== DATASET ENTRIES ==
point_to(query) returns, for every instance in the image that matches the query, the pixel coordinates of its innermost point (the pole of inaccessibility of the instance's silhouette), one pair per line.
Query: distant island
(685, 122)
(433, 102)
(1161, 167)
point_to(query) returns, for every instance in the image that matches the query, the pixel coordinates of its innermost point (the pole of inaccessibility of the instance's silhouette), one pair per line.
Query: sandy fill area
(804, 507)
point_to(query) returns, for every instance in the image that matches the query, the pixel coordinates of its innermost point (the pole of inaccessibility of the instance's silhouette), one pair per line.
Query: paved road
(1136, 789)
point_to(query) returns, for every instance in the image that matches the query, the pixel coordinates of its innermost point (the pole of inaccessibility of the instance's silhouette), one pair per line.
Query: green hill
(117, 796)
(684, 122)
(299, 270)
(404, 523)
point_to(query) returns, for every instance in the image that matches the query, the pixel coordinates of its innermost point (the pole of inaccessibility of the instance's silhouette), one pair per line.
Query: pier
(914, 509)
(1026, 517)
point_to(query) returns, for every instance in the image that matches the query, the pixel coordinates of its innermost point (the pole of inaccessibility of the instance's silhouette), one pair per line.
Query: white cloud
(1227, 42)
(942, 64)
===
» **PROMPT**:
Put every line of the entries above into a JSON list of strings, one string per line, leaving out any blank lines.

» **FINISHED TASK**:
[
  "point_to(query) returns, for every instance in the image that matches the query, the pixel coordinates of its innermost point (the pole of inaccessibility of the instance's silhouette), one pair per line.",
  "Query: distant island",
  "(685, 122)",
  "(433, 102)",
  "(1161, 167)",
  "point_to(query) returns, for every instance in the image that matches the query, the pixel coordinates of its innermost point (the pole of inaccessibility of the instance's silhouette), one pair per line.",
  "Query: sandy fill area",
  "(804, 507)",
  "point_to(query) returns, for every instance in the image that matches the query, the pixel coordinates of its innermost point (the pole of inaccessibility of the instance's silhouette), one pair per line.",
  "Query: paved road",
  "(1136, 789)",
  "point_to(query) returns, for every instance in the image that matches the query, the pixel coordinates of its innermost point (the pole of inaccessibility of the instance's silhouette), one pair per line.",
  "Query: green hill",
  "(117, 796)",
  "(684, 122)",
  "(299, 270)",
  "(404, 523)",
  "point_to(query) returns, for every instance in the image that matches the query, the pixel coordinates of its innermost point (the pole of inaccessibility of the instance's silhouette), one pair per line.",
  "Query: pier",
  "(914, 509)",
  "(1026, 517)",
  "point_to(query) returns, for every instance in the image that matches the query, the pixel coordinates of its innermost point (the pole of inaccessibility of the instance's silhouette), one pair per line.",
  "Query: white cloud",
  "(1227, 42)",
  "(942, 64)"
]